■ **Material shown**
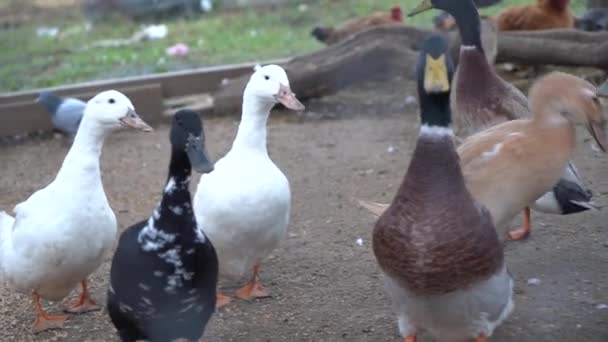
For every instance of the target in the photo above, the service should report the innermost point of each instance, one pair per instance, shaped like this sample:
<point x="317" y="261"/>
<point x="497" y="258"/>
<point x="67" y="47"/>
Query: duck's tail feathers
<point x="377" y="209"/>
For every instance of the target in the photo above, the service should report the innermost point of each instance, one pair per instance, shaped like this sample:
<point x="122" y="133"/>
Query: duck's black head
<point x="434" y="71"/>
<point x="187" y="135"/>
<point x="464" y="12"/>
<point x="50" y="101"/>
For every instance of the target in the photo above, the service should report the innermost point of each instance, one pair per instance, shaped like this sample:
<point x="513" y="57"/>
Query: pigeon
<point x="66" y="113"/>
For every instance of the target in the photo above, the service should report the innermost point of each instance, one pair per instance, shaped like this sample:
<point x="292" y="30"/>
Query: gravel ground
<point x="325" y="286"/>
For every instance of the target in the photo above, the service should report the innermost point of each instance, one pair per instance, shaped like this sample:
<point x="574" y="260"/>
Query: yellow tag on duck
<point x="436" y="75"/>
<point x="423" y="6"/>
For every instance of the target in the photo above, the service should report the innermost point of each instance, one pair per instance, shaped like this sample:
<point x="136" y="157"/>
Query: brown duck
<point x="438" y="248"/>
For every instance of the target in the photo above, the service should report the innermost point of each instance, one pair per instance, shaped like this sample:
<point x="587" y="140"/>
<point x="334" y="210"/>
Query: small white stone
<point x="410" y="100"/>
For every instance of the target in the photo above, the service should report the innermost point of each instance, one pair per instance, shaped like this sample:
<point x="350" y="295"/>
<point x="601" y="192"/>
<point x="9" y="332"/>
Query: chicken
<point x="332" y="35"/>
<point x="544" y="15"/>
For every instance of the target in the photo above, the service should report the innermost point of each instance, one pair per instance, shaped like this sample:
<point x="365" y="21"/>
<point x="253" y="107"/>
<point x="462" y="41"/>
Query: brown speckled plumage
<point x="433" y="238"/>
<point x="481" y="99"/>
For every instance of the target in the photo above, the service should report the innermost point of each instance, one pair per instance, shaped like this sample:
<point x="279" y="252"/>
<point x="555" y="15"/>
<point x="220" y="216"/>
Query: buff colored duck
<point x="443" y="263"/>
<point x="482" y="99"/>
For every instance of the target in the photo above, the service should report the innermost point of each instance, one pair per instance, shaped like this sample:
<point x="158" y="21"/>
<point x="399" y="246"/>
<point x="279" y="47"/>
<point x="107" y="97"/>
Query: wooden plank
<point x="173" y="84"/>
<point x="25" y="117"/>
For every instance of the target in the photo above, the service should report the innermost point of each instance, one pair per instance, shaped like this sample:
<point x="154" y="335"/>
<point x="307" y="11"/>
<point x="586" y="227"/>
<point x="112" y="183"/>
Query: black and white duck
<point x="438" y="248"/>
<point x="164" y="272"/>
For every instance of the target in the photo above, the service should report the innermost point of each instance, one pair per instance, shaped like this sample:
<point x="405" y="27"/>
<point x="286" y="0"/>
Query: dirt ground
<point x="325" y="286"/>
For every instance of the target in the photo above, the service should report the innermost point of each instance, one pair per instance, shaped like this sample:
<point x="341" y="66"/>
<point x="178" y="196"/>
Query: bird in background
<point x="66" y="112"/>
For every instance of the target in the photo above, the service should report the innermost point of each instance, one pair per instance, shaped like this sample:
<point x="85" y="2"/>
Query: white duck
<point x="61" y="233"/>
<point x="244" y="204"/>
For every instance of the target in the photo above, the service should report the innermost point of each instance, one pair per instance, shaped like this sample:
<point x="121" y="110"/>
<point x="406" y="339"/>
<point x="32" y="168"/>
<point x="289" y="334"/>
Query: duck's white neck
<point x="252" y="129"/>
<point x="83" y="157"/>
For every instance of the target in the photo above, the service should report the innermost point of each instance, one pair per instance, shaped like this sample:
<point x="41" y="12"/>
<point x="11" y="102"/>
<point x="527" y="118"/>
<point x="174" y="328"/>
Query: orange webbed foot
<point x="43" y="321"/>
<point x="221" y="300"/>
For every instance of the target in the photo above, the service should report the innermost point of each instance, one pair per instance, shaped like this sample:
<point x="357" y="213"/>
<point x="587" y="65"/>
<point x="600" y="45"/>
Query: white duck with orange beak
<point x="244" y="204"/>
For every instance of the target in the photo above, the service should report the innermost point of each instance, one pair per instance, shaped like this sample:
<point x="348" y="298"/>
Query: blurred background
<point x="46" y="43"/>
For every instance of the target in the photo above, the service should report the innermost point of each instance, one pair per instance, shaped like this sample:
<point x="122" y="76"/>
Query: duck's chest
<point x="260" y="184"/>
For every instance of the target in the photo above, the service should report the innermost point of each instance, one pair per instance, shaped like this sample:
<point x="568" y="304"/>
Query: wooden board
<point x="21" y="118"/>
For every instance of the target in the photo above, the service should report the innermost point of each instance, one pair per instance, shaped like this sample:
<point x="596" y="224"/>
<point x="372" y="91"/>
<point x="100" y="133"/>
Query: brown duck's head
<point x="577" y="100"/>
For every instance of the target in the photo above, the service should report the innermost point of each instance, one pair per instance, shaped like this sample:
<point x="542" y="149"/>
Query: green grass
<point x="28" y="61"/>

■ **Exercise**
Restate all entries above exactly, but not the images.

■ **Result below**
For every instance of the target in the photo above, the service should report the innermost point of each instance, one pair per instance, shaped like this sample:
<point x="317" y="261"/>
<point x="497" y="258"/>
<point x="67" y="47"/>
Query: duck's tail feathers
<point x="377" y="209"/>
For every instance of the target in the photo above, the service should report the innermost point of each instance, one pair per instance, shaped like this sample:
<point x="122" y="133"/>
Query: duck's black head
<point x="434" y="71"/>
<point x="187" y="135"/>
<point x="464" y="12"/>
<point x="50" y="101"/>
For every instance of the target in the photo above, the service should report the innermost point of each instance, one pair per instance, shaped like this sample:
<point x="513" y="57"/>
Query: pigeon
<point x="66" y="113"/>
For every instance of the target in the photo above, the service should report the innermost point of each instance, one pair per instance, shaped like this sample:
<point x="292" y="30"/>
Query: gravel ground
<point x="325" y="286"/>
For every instance of the target in the photo above, the service should report the innermost point of each instance, one pair per instance, shaped like this sample:
<point x="574" y="260"/>
Query: yellow tag on duck
<point x="436" y="75"/>
<point x="423" y="6"/>
For every instance of the target in the photo above, the service should report the innermost point of each instance, one pair per instance, shaped like this sample:
<point x="136" y="157"/>
Query: brown duck
<point x="438" y="248"/>
For every instance of the target in the photo above, the service should report the innermost point of each instance, one pair per instance, shaped like this sample:
<point x="587" y="140"/>
<point x="334" y="210"/>
Query: small white stone
<point x="410" y="100"/>
For every instance of the target in the photo above, the service should report the innermost point of each instance, one pair per instance, shaped like this sample:
<point x="350" y="295"/>
<point x="601" y="192"/>
<point x="9" y="332"/>
Query: chicken
<point x="332" y="35"/>
<point x="544" y="15"/>
For every instance of the target in the photo above, the service should report the innermost point of each instance, one pair per instance, shaped like this sample:
<point x="365" y="21"/>
<point x="253" y="107"/>
<point x="462" y="41"/>
Query: brown speckled plumage
<point x="433" y="238"/>
<point x="481" y="99"/>
For every instance of the target in the photo above, the service should report the innermost point of each instance, one pair per instance, shaped like this sample:
<point x="279" y="252"/>
<point x="555" y="15"/>
<point x="220" y="216"/>
Query: buff colored duck
<point x="443" y="263"/>
<point x="482" y="99"/>
For every instance of the target in the photo above, the service should report the innermost point of each instance, one pair per instance, shaped like this sample:
<point x="158" y="21"/>
<point x="399" y="246"/>
<point x="279" y="47"/>
<point x="107" y="97"/>
Query: wooden plank
<point x="173" y="84"/>
<point x="25" y="117"/>
For every instance of the target in the photo above, the service should report the innermost point of each instance, one pair per instance, shaped like this sample:
<point x="154" y="335"/>
<point x="307" y="11"/>
<point x="586" y="227"/>
<point x="112" y="183"/>
Query: black and white duck
<point x="438" y="248"/>
<point x="164" y="272"/>
For every instance of the target in the photo above, the service should report the innermost point of each instance, one pair per instance, shaped like this sample:
<point x="405" y="27"/>
<point x="286" y="0"/>
Query: dirt ground
<point x="325" y="286"/>
For every instance of the target in the photo above, the service should report the innermost point of each instance, one pair per instance, shaped like this sample:
<point x="341" y="66"/>
<point x="178" y="196"/>
Query: bird in background
<point x="66" y="112"/>
For every instance of the target in the photo above, the service should report the innermost point of each instance, one pair per instance, shaped like this sample:
<point x="85" y="2"/>
Query: white duck
<point x="61" y="233"/>
<point x="244" y="204"/>
For every instance of the target in the photo above, the service should report the innermost point of each instance, one pair per instance, shaped like this sample:
<point x="121" y="110"/>
<point x="406" y="339"/>
<point x="32" y="168"/>
<point x="289" y="334"/>
Query: duck's white neck
<point x="252" y="129"/>
<point x="83" y="157"/>
For every instance of the target in the photo above, the service should report the innermost point of each instance, one pair per instance, shaped like this sample:
<point x="41" y="12"/>
<point x="11" y="102"/>
<point x="527" y="118"/>
<point x="174" y="328"/>
Query: orange webbed foot
<point x="43" y="321"/>
<point x="221" y="300"/>
For every instance of the target in the photo above, the service should report the innermost point of each instance, one pair per instance, shaped like this sample:
<point x="357" y="213"/>
<point x="587" y="65"/>
<point x="600" y="45"/>
Query: white duck with orange beak
<point x="244" y="204"/>
For every instance of the target in the photo above, the service should report the innermost point of each instance, one pair per instance, shaped like this sample:
<point x="348" y="298"/>
Query: blurred background
<point x="46" y="43"/>
For every instance of the target in the photo above, the service should report the innermost point of each instance, one pair per instance, shaped like this sample:
<point x="122" y="76"/>
Query: duck's chest
<point x="260" y="184"/>
For every instance of the target in the photo above, the service should report the innermost point of each instance, one pair per instance, shaped like this sample:
<point x="568" y="304"/>
Query: wooden board
<point x="21" y="118"/>
For every instance of the target in the photo above, the service should report the innermost point of each instance, one pair per instance, shaped like this sample:
<point x="596" y="224"/>
<point x="372" y="91"/>
<point x="100" y="133"/>
Query: brown duck's head
<point x="577" y="100"/>
For every instance of the target in the photo above, the service should report the innermost point of each instance, one pair per instance, shaped like this sample:
<point x="542" y="149"/>
Query: green grass
<point x="28" y="61"/>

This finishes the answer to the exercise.